# Listed records start

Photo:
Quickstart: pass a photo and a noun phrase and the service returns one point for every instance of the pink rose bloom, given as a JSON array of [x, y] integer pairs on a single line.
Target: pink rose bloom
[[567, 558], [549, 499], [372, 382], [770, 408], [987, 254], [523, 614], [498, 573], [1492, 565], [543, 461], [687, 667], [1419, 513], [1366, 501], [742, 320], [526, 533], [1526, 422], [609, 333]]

# Listed records end
# Listed records start

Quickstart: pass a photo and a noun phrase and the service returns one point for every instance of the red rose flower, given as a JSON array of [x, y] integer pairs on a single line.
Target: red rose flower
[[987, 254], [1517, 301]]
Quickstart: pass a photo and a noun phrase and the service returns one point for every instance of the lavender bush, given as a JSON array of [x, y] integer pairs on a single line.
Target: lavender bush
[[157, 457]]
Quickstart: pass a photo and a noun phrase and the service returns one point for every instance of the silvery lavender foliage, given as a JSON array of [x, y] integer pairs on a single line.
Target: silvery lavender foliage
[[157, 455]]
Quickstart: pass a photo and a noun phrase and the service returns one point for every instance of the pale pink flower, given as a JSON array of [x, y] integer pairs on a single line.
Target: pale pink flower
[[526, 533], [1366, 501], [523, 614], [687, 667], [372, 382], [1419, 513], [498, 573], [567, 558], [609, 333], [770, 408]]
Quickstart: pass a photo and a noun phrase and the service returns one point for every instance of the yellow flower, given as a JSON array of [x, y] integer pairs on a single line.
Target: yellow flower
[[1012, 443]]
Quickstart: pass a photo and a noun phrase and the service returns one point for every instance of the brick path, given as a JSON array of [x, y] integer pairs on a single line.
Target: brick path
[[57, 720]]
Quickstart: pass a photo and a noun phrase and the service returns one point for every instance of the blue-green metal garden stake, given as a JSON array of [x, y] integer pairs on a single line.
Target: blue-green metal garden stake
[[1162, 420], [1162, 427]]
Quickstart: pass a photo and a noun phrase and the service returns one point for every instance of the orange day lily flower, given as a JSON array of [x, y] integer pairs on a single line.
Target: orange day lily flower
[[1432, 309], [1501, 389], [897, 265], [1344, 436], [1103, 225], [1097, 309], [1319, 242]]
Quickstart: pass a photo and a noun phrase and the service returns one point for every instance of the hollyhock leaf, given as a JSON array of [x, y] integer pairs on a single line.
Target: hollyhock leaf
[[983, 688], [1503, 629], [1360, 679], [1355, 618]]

# Listed records end

--- Aim of the task ---
Print the lines above without any change, starting at the line with "of the brick" and ending at the line with "[[57, 720]]", both included.

--- Output for this exercise ---
Quickstart: pass a photo and a noun phrase and the service returns one point for every instance of the brick path, given as a JSON array of [x, y] integer pairs on a single line.
Target: brick path
[[57, 720]]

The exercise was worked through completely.